» Prompt A
From the research data FAQ, give the text between "(B) Personnel and" and "consistency and quality.", inclusive, swapping "personal privacy" for "individual privacy".
» Prompt B
Put this sentence from the research data FAQ into Spanish: "Data repositories are devoted to keeping data accessible, safe and secure."

» Provided text
Skip to Main Content

Managing Research Data for Public Access: FAQs and Definitions

What is a data management plan?

"A data management plan (DMP) is a written document that describes the data you expect to acquire or generate during the course of a research project, how you will manage, describe, analyze, and store those data, and what mechanisms you will use at the end of your project to share and preserve your data." —Stanford Libraries: Data management plans

Do I really have to keep and share all of my data?

The short answer is "no," but you are required to retain, share and make accessible data that validates your research findings. You should also consider preserving/sharing data that:

  • Captures a one-time event.
  • Will be costly, difficult or impossible to replicate.
  • Has long-term value.

What is "research data"?

This guide uses the terms "data" and "research data" interchangeably. The definition of research data used by U.S. DOT is adapted from OMB Circular A-110:

Research data is defined as the recorded factual material commonly accepted in the scientific community as necessary to validate research findings, but not any of the following: preliminary analyses, drafts of scientific papers, plans for future research, peer reviews, or communications with colleagues. This "recorded" material excludes physical objects (e.g., laboratory samples). Research data also do not include:

(A) Trade secrets, commercial information, materials necessary to be held confidential by a researcher until they are published, or similar information which is protected under law; and

(B) Personnel and medical information and similar information the disclosure of which would constitute a clearly unwarranted invasion of personal privacy, such as information that could be used to identify a particular person in a research study.

What is metadata?

Meta‚Äčdata, commonly called "data about data," is information that describes data. Good metadata enables others to understand and reuse data that they themselves did not create. A minimum amount of metadata should be agreed upon and implemented before starting data collection. Data collection and documentation is easier if you know what you need to collect and how to record it. This also helps maintain data consistency and quality.

There are many different ways to record and share metadata. Some of the most common methods are:

  • A data dictionary is an effective and concise way to describe the elements or variables that make up your dataset. (For more information, see DataOne's page on Data Dictionaries.)
  • Metadata schema are formal frameworks for recording and describing data. These are often used in projects that involve large, collaborative data gathering or data sharing efforts. U.S. DOT uses the Project Open Data Metadata Schema.
  • Readme files come in a variety of styles. They provide explanations of additional information, often with elements of a data dictionary or metadata schema mixed in. They are the least formal way to document data.

What is a data repository?

Data repositories are devoted to keeping data accessible, safe and secure. They use special software, metadata, workflows and networks to meet these goals. Data repositories also help guarantee authenticity by providing control mechanisms and change logs. For these reasons, repositories are ideal for research data sharing, distribution and preservation.

Data repositories often have limits and restrictions governing which data they accept. Most have rules covering data formats and size limits, and require that data be documented. Some accept data from any research area, while others will only accept research from specific domains (such as biology or social sciences). The latter are known as disciplinary data repositories. Another type of specialized repository is the institutional data repository, which focuses on collecting the outputs of a specific organization, such as a university or federal agency.

Region pointing data
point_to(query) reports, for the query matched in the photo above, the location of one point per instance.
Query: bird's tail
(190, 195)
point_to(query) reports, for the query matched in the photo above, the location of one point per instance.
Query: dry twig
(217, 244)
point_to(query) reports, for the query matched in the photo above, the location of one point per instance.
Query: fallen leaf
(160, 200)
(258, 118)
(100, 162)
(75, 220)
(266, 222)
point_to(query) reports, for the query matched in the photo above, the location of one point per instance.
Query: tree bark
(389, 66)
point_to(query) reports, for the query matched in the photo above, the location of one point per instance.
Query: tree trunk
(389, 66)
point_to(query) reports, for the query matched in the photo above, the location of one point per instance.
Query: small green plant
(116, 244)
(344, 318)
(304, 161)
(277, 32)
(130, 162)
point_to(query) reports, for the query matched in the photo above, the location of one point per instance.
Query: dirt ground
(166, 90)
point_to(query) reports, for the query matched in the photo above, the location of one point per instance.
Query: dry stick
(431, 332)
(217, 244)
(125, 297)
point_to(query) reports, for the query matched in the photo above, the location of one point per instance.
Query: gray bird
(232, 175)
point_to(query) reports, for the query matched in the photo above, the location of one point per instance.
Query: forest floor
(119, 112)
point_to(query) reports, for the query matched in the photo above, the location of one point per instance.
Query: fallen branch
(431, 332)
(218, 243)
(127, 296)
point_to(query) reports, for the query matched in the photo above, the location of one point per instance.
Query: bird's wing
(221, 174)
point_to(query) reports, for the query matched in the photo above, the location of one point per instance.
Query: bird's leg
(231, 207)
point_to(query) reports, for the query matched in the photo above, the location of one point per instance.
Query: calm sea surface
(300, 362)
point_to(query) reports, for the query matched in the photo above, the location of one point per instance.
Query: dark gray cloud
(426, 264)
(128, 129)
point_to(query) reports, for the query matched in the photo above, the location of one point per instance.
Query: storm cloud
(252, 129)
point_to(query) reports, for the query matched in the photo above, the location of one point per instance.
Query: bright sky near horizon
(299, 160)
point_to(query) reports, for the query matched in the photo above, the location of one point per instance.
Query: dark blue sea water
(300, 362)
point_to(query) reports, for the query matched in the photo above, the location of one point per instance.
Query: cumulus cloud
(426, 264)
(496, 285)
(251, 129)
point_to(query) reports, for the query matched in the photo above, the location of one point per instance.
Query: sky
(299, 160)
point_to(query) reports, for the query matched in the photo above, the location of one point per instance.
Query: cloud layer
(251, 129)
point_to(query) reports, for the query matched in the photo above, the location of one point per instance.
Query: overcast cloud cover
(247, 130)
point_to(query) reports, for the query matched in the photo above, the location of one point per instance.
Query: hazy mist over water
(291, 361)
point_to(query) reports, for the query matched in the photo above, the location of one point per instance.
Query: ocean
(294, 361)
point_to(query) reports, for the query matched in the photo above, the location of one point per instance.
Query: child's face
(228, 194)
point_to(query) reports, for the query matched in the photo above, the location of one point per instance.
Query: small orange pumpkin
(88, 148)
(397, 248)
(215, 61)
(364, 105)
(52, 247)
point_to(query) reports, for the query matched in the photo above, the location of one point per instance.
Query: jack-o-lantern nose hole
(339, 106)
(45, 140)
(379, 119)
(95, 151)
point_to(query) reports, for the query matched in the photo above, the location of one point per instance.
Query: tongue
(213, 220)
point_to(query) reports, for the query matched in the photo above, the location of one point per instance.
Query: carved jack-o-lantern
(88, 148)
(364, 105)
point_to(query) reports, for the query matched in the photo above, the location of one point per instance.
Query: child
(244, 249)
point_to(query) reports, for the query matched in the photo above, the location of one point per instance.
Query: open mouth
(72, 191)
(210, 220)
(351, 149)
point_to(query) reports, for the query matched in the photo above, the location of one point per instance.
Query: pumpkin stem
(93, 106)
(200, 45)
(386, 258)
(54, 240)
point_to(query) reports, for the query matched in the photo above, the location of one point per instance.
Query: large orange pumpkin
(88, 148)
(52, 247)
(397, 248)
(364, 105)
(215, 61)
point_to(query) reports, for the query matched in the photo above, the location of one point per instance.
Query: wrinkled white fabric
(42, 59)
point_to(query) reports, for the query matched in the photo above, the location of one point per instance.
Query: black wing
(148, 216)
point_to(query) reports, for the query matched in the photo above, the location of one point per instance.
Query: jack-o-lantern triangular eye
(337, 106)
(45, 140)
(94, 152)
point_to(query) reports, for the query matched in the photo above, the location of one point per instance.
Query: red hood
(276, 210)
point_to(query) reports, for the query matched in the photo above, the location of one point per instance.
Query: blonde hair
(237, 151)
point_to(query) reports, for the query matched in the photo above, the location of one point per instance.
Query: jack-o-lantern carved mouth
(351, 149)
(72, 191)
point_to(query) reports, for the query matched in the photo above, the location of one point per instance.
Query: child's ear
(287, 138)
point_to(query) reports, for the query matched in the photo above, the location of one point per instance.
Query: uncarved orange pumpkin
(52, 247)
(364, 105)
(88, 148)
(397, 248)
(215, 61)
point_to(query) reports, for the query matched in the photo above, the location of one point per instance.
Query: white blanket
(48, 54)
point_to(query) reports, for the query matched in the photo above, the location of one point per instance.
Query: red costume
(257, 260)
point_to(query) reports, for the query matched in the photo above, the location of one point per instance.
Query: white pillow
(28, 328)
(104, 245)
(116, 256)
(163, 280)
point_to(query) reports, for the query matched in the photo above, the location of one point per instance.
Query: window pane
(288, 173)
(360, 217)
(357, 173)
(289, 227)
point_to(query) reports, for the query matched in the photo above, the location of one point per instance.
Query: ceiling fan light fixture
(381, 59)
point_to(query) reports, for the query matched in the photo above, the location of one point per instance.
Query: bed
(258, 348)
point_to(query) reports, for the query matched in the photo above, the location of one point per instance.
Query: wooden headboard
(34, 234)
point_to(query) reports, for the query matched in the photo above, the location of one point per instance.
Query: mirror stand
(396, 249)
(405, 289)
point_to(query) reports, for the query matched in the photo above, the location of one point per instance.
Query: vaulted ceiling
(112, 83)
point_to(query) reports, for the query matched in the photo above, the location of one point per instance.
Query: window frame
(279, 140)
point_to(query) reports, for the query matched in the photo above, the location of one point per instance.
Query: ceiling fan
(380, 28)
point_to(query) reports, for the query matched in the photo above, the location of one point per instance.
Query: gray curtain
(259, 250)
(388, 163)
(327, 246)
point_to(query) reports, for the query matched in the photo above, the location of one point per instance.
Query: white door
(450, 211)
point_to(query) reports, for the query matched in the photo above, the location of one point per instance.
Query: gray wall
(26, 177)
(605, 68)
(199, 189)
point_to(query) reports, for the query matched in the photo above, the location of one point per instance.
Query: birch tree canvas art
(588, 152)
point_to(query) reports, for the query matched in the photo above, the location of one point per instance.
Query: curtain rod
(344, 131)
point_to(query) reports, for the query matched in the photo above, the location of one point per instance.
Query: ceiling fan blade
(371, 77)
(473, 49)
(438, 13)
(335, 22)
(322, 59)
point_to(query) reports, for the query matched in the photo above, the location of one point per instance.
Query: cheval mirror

» Written response A
(B) Personnel and medical information and similar information the disclosure of which would constitute a clearly unwarranted invasion of individual privacy, such as information that could be used to identify a particular person in a research study.

What is metadata?

Meta‚Äčdata, commonly called "data about data," is information that describes data. Good metadata enables others to understand and reuse data that they themselves did not create. A minimum amount of metadata should be agreed upon and implemented before starting data collection. Data collection and documentation is easier if you know what you need to collect and how to record it. This also helps maintain data consistency and quality.

» Written response B
Los repositorios de datos se dedican a mantener los datos accesibles, seguros y protegidos.